# FRAGMENTO DE LECTURA
★ ★ ★ ★ ★

La evangelización de los pobres sólo será completa si abarca al hombre entero, si atiende al cuerpo y al alma. «Vais a hacer —confía a dos Hermanas enviadas a Arras— lo que el Hijo de Dios hizo en la tierra, pues no vino más que para dar vida al mundo, y vosotras vais a dar la vida a esos pobres enfermos tanto del cuerpo como del alma».
Pero no basta con hacer el bien, repetirá san Vicente. Hay que hacerlo bien a ejemplo de Jesucristo, de quien dice el Evangelio: “omnia bene fecit”: «Todo lo ha hecho bien» (Mc 7,37). Para ello es necesario entrar en los mismos sentimientos y afectos de Jesucristo. Esto se logrará conformando a él «nuestros pensamientos, nuestras obras y nuestras intenciones». Por eso, la regla de oro que practica y encarece tanto a los misioneros como a las Hijas de la Caridad, es la de acudir a Cristo y preguntarse: «¿Cómo juzgaba de esto nuestro Señor? ¿Cómo se comportaba en un caso semejante? ¿Qué es lo que dijo? Es preciso que yo ajuste mi conducta a sus máximas y a su ejemplo».
Nada identifica tanto a san Vicente con Jesucristo evangelizador como la caridad y la compasión. Y nada, por lo mismo, más opuesto a esta vocación que la falta de amor y la insensibilidad (Cfr. 1 Jn 3,14-15). Un corazón que va al unísono con Cristo, comunica amor, porque la «caridad, que es de suyo comunicativa, produce también caridad», dice san Vicente. El amor lleva a tratar al prójimo con muestras de afecto. El camino de la evangelización en la iglesia, si quiere dar fruto, pasa por acercarse a todos, a ejemplo de Jesucristo, con mansedumbre y cordialidad. ¡Salvador mío! —exclama san Vicente— ¡Quien tuviera ese aspecto amoroso y esa benignidad encantadora!»

★ ★ ★ ★ ★

# DATOS DE ENTRADA
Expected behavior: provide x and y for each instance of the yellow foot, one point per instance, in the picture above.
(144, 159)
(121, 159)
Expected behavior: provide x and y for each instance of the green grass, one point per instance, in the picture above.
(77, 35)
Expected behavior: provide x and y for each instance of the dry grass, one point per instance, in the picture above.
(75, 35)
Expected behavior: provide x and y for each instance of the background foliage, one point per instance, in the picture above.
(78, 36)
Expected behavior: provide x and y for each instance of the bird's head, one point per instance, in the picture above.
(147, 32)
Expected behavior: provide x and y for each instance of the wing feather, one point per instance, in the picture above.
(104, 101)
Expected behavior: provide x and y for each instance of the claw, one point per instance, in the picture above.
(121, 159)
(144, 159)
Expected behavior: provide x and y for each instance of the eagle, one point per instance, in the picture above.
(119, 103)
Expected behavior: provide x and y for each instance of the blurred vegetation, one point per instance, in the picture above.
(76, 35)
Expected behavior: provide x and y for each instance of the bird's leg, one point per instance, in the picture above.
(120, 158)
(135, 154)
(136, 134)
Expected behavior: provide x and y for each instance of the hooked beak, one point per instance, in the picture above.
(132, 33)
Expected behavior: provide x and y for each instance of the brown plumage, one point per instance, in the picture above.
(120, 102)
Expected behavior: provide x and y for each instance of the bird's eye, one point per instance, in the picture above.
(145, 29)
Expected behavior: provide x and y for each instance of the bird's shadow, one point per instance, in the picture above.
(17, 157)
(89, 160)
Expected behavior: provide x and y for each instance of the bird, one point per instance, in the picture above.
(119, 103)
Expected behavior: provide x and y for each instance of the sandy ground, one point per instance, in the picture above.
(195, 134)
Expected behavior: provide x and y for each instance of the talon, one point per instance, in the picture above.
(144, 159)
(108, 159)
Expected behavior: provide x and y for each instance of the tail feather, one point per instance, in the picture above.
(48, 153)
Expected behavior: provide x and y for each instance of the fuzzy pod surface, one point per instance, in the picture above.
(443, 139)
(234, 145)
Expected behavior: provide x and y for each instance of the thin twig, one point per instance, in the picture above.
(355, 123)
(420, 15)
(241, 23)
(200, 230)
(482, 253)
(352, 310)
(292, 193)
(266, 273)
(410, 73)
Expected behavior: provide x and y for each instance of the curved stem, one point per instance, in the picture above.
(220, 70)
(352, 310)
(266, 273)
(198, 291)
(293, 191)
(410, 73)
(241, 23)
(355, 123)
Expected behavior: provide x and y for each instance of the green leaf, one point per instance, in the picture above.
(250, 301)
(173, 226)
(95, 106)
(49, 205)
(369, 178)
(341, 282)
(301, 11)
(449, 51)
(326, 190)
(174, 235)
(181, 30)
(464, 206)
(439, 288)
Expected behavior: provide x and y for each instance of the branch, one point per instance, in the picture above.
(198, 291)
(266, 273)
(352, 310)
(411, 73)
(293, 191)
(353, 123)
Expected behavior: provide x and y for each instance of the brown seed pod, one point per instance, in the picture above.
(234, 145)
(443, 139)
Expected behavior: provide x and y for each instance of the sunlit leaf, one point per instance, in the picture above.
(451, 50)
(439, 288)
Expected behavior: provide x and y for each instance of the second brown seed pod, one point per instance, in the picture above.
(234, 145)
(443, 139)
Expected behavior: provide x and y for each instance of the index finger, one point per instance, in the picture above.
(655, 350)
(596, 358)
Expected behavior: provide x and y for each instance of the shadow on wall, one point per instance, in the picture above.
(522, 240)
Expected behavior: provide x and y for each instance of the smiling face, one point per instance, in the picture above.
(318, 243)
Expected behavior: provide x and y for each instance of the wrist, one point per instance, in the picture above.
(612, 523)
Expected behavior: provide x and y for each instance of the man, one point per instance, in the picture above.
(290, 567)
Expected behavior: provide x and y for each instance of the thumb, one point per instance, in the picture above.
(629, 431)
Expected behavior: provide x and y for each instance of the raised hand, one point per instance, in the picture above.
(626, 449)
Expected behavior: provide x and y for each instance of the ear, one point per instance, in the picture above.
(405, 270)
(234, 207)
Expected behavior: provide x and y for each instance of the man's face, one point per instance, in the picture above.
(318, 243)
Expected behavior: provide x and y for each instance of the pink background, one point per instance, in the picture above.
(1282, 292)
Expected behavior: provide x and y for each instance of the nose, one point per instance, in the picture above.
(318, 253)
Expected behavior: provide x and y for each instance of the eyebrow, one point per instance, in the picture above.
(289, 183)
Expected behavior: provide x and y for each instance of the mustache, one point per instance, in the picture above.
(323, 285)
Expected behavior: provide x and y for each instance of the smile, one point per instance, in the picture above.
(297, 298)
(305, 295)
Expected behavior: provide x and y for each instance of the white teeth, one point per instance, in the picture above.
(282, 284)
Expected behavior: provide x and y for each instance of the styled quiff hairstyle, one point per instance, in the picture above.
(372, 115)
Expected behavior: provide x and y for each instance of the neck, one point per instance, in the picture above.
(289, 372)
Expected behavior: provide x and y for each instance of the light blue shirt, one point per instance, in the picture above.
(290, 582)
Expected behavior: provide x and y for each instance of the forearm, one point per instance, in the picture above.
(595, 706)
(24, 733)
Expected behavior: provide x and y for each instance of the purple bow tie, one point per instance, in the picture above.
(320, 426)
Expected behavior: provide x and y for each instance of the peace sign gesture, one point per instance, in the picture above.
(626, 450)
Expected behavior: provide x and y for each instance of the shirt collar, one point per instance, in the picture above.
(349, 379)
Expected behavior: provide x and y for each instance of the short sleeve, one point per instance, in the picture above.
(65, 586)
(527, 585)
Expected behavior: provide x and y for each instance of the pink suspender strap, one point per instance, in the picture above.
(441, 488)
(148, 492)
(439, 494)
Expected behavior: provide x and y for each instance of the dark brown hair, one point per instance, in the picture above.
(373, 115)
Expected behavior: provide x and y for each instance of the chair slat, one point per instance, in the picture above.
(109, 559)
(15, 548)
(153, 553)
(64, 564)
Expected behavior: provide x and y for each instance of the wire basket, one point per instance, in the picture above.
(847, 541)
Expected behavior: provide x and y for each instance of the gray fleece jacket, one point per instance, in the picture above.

★ ★ ★ ★ ★

# CONJUNTO DE TAREAS
1. Por favor, cita literalmente todo lo que hay en los registros desde la línea que contiene "of the chair" hasta el final de los registros, incluidas ambas líneas extremas.
2. Escribe lo que sigue al fragmento sobre san Vicente, a partir de su última oración.
El fragmento y los registros no tienen relación entre sí.

# RESPUESTAS POR TAREA
1.
Expected behavior: provide x and y for each instance of the chair slat, one point per instance, in the picture above.
(109, 559)
(15, 548)
(153, 553)
(64, 564)
Expected behavior: provide x and y for each instance of the wire basket, one point per instance, in the picture above.
(847, 541)
Expected behavior: provide x and y for each instance of the gray fleece jacket, one point per instance, in the picture above.

2.
La vocación vicenciana que pretende continuar la misión de Jesucristo, sólo acertará a hacerlo, si entra en sus mismos sentimientos de caridad y misericordia. Dios tiene sobre las Hijas de Caridad grandes designios, porque las ha llamado, dice san Vicente, «a honrar la gran caridad de Jesucristo»». El espíritu de compasión y misericordia es tanto más necesario cuanto más participa en la actitud de Cristo que, según la carta a los Hebreos, vino como pontífice capaz de compadecer la debilidad humana (Cfr. Hebr 4,15-16). De tal manera que un misionero debe ser definido como «un hombre lleno de misericordia». Para ello —advierte San Vicente— es preciso que sepamos enternecer nuestros corazones y hacerlos capaces de sentir los sufrimientos y las miserias del prójimo, pidiendo a Dios que nos dé el verdadero espíritu de misericordia».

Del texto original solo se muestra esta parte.